INSTRUCTIONS TO FOLLOW:
Answer these questions about the Ebonyi State election text:
1. On what date was the election held?
2. How many seats were up for election?
3. Which candidate won in Izzi East, and for which party?

PASSAGE:
---+---

The 1999 Ebonyi State House of Assembly election was held on January 9, 1999, to elect members of the Ebonyi State House of Assembly in Nigeria. All the 24 seats were up for election in the Ebonyi State House of Assembly.

Results

Izzi West 
APP candidate Ngwuta Joseph won the election.

Onicha East 
APP candidate Patrick Ebediegwu won the election.

Ezza North West 
PDP candidate Mgbada Samuel won the election.

Afikpo North West 
PDP candidate Christopher Omo Isu won the election.

Ebonyi North West 
PDP candidate Kenneth Ochigbo won the election.

Ezza South 
PDP candidate Tobias Okwuru won the election.

Ohaozara West 
APP candidate Anoke Uwadiegwu won the election.

Ezza North East 
PDP candidate Joseph Nwaobasi won the election.

Afikpo South West 
APP candidate Ugorji Ama Oti won the election.

Izzi East 
PDP candidate Simon Iseh won the election.

---+---

DATASET EXTRACT:
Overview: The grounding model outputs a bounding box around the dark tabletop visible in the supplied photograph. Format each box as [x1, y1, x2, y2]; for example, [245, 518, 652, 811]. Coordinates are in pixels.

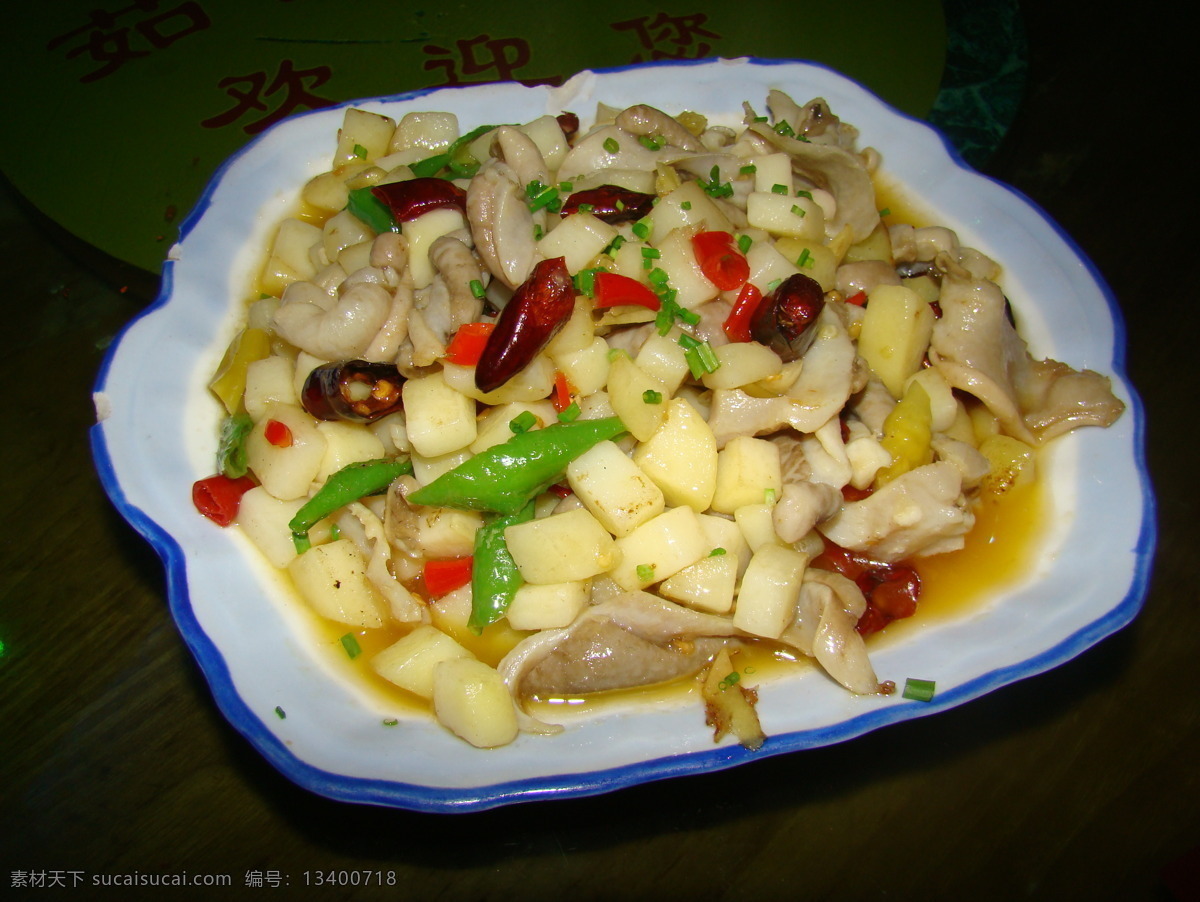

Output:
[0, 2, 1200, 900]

---+---

WRITTEN REPLY:
1. January 9, 1999.
2. 24.
3. Simon Iseh, the PDP candidate.